What the exercise asks |
Copy out exactly the lines from the one containing "In the photograph above, where can the woman's ear" to the end of the records below, both included, and nothing else.

Source data |
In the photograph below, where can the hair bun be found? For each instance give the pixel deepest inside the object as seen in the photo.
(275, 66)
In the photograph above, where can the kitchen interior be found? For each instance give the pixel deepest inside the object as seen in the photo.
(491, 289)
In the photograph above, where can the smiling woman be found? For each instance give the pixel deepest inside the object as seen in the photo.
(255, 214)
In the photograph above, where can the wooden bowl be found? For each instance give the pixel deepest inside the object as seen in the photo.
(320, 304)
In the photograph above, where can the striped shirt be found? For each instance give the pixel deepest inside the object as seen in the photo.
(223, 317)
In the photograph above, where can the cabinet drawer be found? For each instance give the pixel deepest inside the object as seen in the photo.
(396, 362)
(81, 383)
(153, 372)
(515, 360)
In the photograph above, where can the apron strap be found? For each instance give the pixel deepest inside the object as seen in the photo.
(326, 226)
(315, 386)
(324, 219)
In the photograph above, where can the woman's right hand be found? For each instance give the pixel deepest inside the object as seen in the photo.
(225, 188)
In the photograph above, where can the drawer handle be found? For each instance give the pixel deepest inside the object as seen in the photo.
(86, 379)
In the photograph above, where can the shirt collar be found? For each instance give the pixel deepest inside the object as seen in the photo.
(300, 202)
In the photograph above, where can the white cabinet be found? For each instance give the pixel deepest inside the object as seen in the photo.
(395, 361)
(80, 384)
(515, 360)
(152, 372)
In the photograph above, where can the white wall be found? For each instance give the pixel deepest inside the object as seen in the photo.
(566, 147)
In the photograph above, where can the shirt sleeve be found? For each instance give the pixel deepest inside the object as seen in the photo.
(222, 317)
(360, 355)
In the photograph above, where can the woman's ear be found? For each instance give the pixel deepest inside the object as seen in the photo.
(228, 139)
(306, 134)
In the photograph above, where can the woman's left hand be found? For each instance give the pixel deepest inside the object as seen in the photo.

Answer section |
In the photograph above, where can the woman's ear be found? For each instance give the pixel deepest inside the object as seen in the photo.
(228, 139)
(306, 134)
In the photograph above, where can the woman's left hand be found? For each instance give the pixel deepest inside the object as seen in the photo.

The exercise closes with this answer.